*Work to be completed:*
Extract the lines running from the one that holds "In each <instance>" through the one that holds "negative clicks: (331, 65)", both included, and reproduce them without any change.

START Supplied material

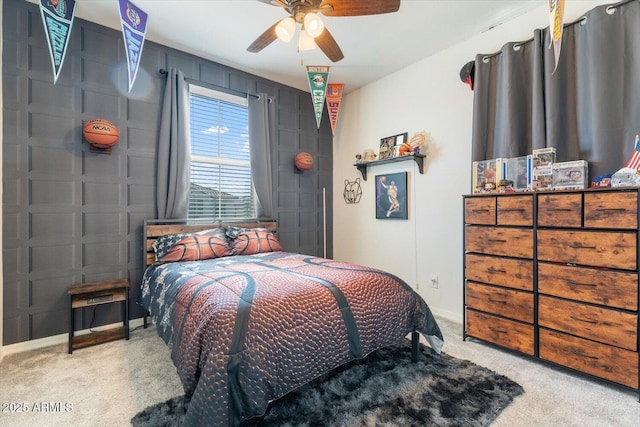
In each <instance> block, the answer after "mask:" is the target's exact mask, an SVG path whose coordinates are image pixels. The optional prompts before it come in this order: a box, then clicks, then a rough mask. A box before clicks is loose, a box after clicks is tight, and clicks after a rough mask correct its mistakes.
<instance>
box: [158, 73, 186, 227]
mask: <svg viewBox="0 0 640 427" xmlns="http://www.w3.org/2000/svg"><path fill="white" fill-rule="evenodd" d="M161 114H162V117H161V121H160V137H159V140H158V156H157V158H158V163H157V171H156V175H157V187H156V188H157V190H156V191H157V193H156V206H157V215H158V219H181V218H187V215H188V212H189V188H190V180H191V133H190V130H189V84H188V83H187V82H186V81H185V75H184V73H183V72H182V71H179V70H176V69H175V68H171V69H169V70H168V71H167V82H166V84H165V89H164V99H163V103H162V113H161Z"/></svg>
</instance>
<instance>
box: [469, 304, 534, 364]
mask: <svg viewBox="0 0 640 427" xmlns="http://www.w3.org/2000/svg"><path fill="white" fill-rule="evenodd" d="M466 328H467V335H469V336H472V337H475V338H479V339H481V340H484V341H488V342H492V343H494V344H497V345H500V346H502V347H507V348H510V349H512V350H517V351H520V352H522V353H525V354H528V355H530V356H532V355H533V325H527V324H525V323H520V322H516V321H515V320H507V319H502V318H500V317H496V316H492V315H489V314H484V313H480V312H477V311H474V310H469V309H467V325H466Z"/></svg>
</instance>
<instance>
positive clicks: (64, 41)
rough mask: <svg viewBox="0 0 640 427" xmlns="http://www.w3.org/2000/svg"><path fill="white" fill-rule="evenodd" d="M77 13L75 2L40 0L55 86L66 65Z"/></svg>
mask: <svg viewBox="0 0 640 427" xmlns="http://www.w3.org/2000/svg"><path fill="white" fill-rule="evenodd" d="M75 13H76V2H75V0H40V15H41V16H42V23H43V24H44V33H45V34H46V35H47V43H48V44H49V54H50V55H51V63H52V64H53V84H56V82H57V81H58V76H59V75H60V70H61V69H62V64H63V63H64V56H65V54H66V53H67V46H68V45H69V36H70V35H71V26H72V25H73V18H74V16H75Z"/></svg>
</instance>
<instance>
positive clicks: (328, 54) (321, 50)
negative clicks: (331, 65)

END Supplied material
START Supplied material

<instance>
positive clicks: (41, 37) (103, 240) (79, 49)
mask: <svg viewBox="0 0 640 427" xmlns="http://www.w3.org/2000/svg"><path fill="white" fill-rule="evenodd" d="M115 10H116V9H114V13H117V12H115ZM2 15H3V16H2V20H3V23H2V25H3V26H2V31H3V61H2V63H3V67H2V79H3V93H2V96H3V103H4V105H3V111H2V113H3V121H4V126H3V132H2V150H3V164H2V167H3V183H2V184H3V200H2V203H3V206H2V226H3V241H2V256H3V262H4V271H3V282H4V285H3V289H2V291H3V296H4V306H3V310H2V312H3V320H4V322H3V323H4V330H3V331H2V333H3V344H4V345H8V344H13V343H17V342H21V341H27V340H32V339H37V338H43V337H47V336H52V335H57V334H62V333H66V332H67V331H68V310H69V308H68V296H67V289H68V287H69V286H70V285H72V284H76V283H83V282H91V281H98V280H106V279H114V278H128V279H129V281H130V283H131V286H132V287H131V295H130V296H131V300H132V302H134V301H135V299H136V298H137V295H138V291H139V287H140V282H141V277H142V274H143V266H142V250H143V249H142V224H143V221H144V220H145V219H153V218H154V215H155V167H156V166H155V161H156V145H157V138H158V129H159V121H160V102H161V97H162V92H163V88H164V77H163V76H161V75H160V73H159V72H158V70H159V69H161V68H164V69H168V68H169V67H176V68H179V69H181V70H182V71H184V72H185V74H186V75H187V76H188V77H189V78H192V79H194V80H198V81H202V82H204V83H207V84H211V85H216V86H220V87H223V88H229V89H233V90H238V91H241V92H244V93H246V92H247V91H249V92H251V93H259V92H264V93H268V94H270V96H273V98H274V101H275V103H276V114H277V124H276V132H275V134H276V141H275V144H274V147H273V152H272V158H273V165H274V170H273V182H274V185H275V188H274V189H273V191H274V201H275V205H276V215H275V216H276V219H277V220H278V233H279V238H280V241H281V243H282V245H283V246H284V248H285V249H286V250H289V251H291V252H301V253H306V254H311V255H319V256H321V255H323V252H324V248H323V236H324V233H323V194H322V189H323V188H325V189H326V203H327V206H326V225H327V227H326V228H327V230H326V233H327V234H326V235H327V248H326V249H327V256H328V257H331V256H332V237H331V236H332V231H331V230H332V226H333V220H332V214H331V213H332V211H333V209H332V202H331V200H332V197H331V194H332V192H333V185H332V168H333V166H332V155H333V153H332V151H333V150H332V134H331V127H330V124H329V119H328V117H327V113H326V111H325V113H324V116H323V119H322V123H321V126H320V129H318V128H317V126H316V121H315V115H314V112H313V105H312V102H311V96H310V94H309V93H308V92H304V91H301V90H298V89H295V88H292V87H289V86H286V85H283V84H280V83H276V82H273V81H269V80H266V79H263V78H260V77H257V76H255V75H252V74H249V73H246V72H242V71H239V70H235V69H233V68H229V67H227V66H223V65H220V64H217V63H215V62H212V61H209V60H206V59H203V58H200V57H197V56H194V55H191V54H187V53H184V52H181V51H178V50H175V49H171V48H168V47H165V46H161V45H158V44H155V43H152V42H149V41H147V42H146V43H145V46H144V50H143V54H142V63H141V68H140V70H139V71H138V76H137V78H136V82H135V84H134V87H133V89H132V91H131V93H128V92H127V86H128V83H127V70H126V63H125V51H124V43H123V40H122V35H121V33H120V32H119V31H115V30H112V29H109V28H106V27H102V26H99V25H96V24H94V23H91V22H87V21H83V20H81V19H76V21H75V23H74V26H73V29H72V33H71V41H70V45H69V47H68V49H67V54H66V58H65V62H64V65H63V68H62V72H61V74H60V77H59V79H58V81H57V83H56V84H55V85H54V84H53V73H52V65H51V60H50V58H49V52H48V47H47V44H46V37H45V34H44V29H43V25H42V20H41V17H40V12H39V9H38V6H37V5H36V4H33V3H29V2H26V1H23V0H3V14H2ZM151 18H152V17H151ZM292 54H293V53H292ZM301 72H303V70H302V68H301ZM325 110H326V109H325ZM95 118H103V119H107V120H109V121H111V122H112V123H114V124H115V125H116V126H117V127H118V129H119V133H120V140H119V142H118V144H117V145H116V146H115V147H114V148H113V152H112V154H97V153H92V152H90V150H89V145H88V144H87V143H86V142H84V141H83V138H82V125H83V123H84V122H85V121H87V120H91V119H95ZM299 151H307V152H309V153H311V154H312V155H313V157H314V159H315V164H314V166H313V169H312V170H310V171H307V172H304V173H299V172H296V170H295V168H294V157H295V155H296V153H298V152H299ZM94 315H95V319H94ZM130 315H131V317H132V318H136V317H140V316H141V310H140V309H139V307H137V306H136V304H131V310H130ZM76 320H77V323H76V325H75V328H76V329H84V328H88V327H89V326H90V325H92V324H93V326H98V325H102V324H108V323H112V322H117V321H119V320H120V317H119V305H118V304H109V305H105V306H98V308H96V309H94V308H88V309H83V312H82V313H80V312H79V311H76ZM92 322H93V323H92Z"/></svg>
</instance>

END Supplied material

*Answer to the exercise:*
In each <instance> block, the answer after "mask:" is the target's exact mask, an SVG path whose coordinates are image pixels. The optional prompts before it come in this order: a box, then clicks, then a rough mask. A box before clicks is loose, a box after clicks is tight, and clicks after a rough mask correct its mistakes.
<instance>
box: [158, 73, 186, 227]
mask: <svg viewBox="0 0 640 427" xmlns="http://www.w3.org/2000/svg"><path fill="white" fill-rule="evenodd" d="M161 114H162V117H161V121H160V137H159V140H158V156H157V158H158V163H157V171H156V175H157V187H156V188H157V190H156V191H157V193H156V206H157V215H158V219H181V218H187V215H188V212H189V188H190V180H191V133H190V130H189V84H188V83H187V82H186V81H185V75H184V73H183V72H182V71H179V70H176V69H175V68H171V69H169V70H168V71H167V82H166V84H165V89H164V99H163V103H162V113H161Z"/></svg>
</instance>
<instance>
box: [469, 304, 534, 364]
mask: <svg viewBox="0 0 640 427" xmlns="http://www.w3.org/2000/svg"><path fill="white" fill-rule="evenodd" d="M466 328H467V335H469V336H472V337H475V338H479V339H481V340H484V341H488V342H492V343H494V344H497V345H500V346H502V347H507V348H510V349H512V350H517V351H520V352H522V353H525V354H528V355H530V356H532V355H533V325H527V324H525V323H520V322H516V321H515V320H507V319H502V318H500V317H496V316H492V315H489V314H484V313H480V312H477V311H474V310H469V309H467V325H466Z"/></svg>
</instance>
<instance>
positive clicks: (64, 41)
rough mask: <svg viewBox="0 0 640 427" xmlns="http://www.w3.org/2000/svg"><path fill="white" fill-rule="evenodd" d="M77 13L75 2L40 0L55 86L66 65Z"/></svg>
mask: <svg viewBox="0 0 640 427" xmlns="http://www.w3.org/2000/svg"><path fill="white" fill-rule="evenodd" d="M75 13H76V2H75V0H40V15H41V16H42V23H43V24H44V33H45V34H46V35H47V43H48V44H49V54H50V55H51V63H52V64H53V84H56V82H57V81H58V76H59V75H60V70H61V69H62V64H63V63H64V56H65V54H66V53H67V46H68V45H69V36H70V35H71V26H72V25H73V18H74V16H75Z"/></svg>
</instance>
<instance>
positive clicks: (328, 54) (321, 50)
negative clicks: (331, 65)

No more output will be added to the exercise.